§ PROBLEM REQUIREMENTS: Format every line of the material below as a JSON list of strings, with one string per line and no blank lines. Leave the pictures out.

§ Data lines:
•••••

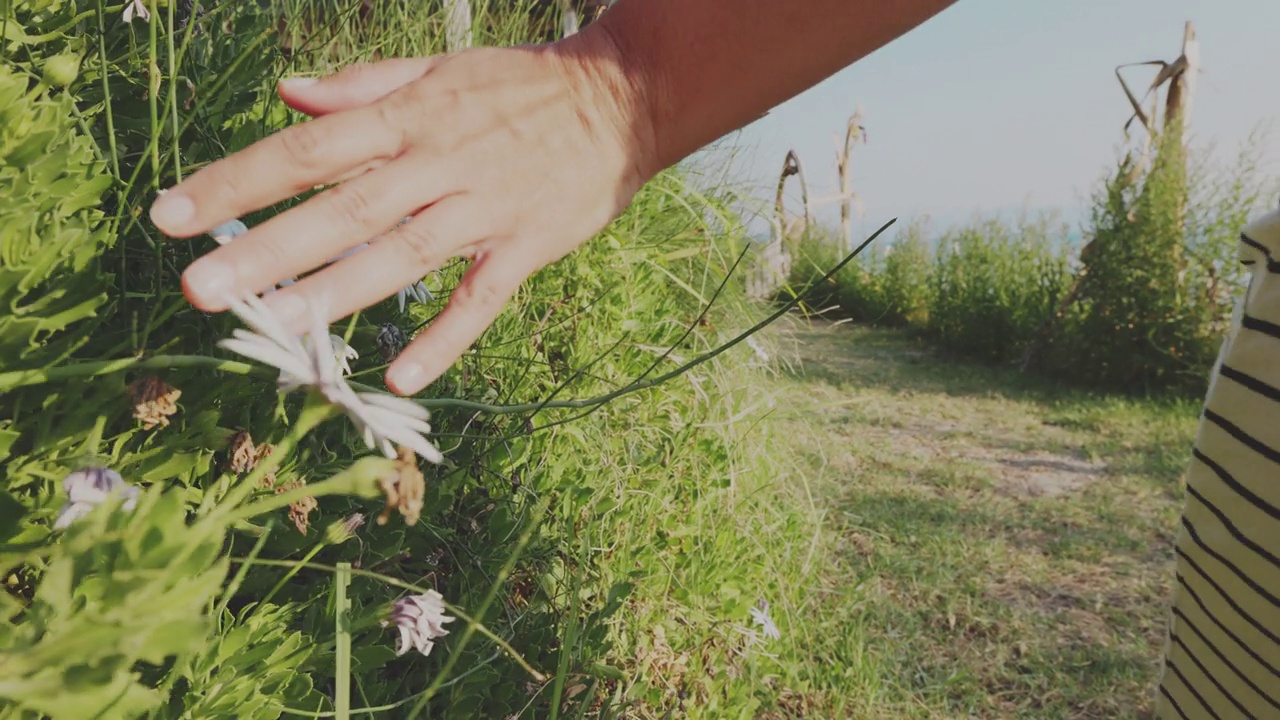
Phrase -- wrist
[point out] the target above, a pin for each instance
(620, 91)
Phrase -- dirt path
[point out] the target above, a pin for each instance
(1005, 547)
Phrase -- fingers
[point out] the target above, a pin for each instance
(307, 236)
(378, 272)
(352, 87)
(279, 167)
(474, 305)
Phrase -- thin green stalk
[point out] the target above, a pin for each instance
(342, 652)
(243, 570)
(311, 555)
(534, 523)
(173, 92)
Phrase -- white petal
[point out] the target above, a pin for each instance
(69, 513)
(270, 355)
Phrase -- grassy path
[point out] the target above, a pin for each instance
(1001, 548)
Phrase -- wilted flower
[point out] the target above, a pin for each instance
(391, 340)
(154, 401)
(383, 419)
(760, 614)
(300, 510)
(403, 491)
(420, 619)
(136, 8)
(243, 454)
(88, 488)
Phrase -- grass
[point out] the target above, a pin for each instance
(995, 547)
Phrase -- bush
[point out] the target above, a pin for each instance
(993, 287)
(1142, 309)
(237, 582)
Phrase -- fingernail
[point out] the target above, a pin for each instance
(406, 378)
(287, 306)
(209, 281)
(172, 210)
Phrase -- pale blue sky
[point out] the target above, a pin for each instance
(996, 104)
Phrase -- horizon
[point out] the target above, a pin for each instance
(1010, 76)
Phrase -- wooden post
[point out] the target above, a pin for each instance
(1182, 83)
(842, 165)
(568, 18)
(791, 167)
(457, 24)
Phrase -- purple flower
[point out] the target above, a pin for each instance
(420, 619)
(88, 488)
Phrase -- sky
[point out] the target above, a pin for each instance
(999, 105)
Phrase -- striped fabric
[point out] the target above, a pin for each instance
(1223, 654)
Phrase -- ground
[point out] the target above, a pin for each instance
(1002, 548)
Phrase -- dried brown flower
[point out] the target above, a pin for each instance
(259, 455)
(243, 452)
(403, 490)
(300, 511)
(154, 400)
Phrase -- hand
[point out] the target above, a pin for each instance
(508, 156)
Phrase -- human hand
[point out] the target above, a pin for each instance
(508, 156)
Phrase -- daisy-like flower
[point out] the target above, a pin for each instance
(416, 291)
(420, 619)
(760, 614)
(343, 352)
(88, 488)
(136, 8)
(228, 231)
(384, 420)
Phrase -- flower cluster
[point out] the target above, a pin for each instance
(420, 619)
(88, 488)
(385, 420)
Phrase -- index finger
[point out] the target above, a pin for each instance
(279, 167)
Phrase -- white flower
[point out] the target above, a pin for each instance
(417, 291)
(760, 614)
(311, 361)
(136, 8)
(228, 231)
(420, 619)
(88, 488)
(343, 352)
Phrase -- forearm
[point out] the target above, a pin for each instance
(708, 67)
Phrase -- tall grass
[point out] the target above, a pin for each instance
(1141, 306)
(600, 548)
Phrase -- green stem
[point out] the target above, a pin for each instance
(342, 652)
(311, 554)
(173, 91)
(534, 523)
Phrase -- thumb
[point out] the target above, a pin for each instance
(353, 86)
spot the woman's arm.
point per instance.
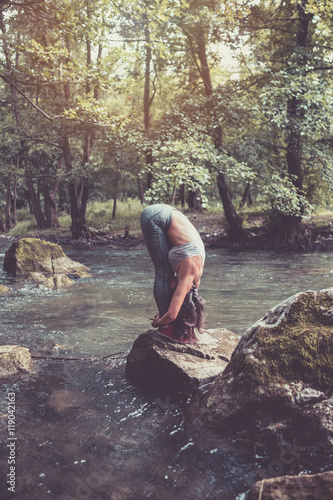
(183, 287)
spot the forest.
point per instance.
(173, 101)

•••••

§ THE RESPONSE:
[
  "Phrase -- wrist",
  "[point out] the target above, a pin for each instance",
  "(620, 91)",
  "Phrase -- dirt path",
  "[point out] the target above, a pin for each instance",
  "(1005, 547)",
  "Phrase -- fingers",
  "[point out] the target above, a pin for each instance",
  "(307, 236)",
  "(378, 272)",
  "(352, 87)",
  "(279, 167)",
  "(474, 305)",
  "Phrase -- thin green stalk",
  "[point out] the target above, a pin for each instance",
  "(342, 652)",
  "(243, 570)",
  "(311, 555)",
  "(534, 523)",
  "(173, 92)",
  "Phrase -- white petal",
  "[point out] the target above, a pin for each instance",
  "(69, 513)",
  "(270, 355)",
  "Phrase -- grassy path",
  "[point out] the target above, a pin for each instance",
  "(1001, 548)",
  "Phrase -- wilted flower",
  "[point out] the target above, a pin for each instance",
  "(391, 340)",
  "(154, 401)",
  "(383, 419)",
  "(760, 614)",
  "(300, 510)",
  "(403, 491)",
  "(420, 619)",
  "(136, 8)",
  "(243, 454)",
  "(88, 488)",
  "Phrase -- grass",
  "[point out] the target above, a pin for each instance",
  "(995, 547)",
  "Phrase -- bush",
  "[point out] the target above, a pin for each instance",
  "(993, 287)",
  "(1142, 309)",
  "(237, 582)",
  "Phrase -- fingernail",
  "[point out] the target above, a pin for each instance",
  "(406, 378)",
  "(287, 306)",
  "(209, 281)",
  "(172, 210)",
  "Phrase -- pale blue sky",
  "[point out] the target above, a pin for each instance",
  "(996, 104)",
  "Phrase -- horizon",
  "[point out] the target above, a pin for each instance",
  "(1010, 76)",
  "Phrase -- wooden post",
  "[point out] the target above, a pin for each instance",
  "(1182, 83)",
  "(842, 165)",
  "(568, 18)",
  "(791, 167)",
  "(457, 24)",
  "Phrase -- purple flower",
  "[point out] the target above, a pin for each instance",
  "(420, 619)",
  "(88, 488)",
  "Phrase -- sky",
  "[point out] the target above, a pin for each instance",
  "(999, 105)",
  "Phrase -- striped fabric",
  "[point out] the target above, a pin for each instance",
  "(1223, 654)",
  "Phrase -- ground",
  "[point out] the target above, a pin for each instance",
  "(1002, 548)",
  "Phrase -- dried brown flower",
  "[point out] the target above, a pin for each instance",
  "(259, 455)",
  "(243, 452)",
  "(403, 490)",
  "(300, 511)",
  "(154, 400)",
  "Phrase -- hand",
  "[point out] the target above, a pin for each instance",
  "(508, 156)",
  "Phrase -- human hand",
  "[point out] the target above, a pin for each instance",
  "(508, 156)",
  "Phrase -- daisy-like flower",
  "[point out] the target above, a pin for each instance",
  "(416, 291)",
  "(420, 619)",
  "(760, 614)",
  "(343, 352)",
  "(88, 488)",
  "(136, 8)",
  "(228, 231)",
  "(384, 420)",
  "Phrase -- flower cluster",
  "[point out] the target above, a pin for each instance",
  "(420, 619)",
  "(88, 488)",
  "(385, 420)",
  "Phrase -- index finger",
  "[point out] the target above, a pin for each instance",
  "(279, 167)",
  "Phrase -- white flower",
  "[point out] the target above, a pin for each instance",
  "(417, 291)",
  "(760, 614)",
  "(311, 361)",
  "(136, 8)",
  "(228, 231)",
  "(420, 619)",
  "(88, 488)",
  "(343, 352)",
  "Phrase -- forearm",
  "[point out] the target above, a pin for each instance",
  "(708, 67)",
  "Phrase -- tall grass",
  "[point out] the target above, a pin for each instance",
  "(1141, 306)",
  "(600, 548)",
  "Phrase -- green stem",
  "[point out] the target above, a pin for each instance",
  "(342, 652)",
  "(311, 554)",
  "(173, 91)",
  "(534, 523)",
  "Phrase -- thumb",
  "[point out] the target above, a pin for each instance",
  "(353, 86)",
  "spot the woman's arm.",
  "point per instance.",
  "(183, 287)",
  "spot the forest.",
  "point per instance.",
  "(173, 101)"
]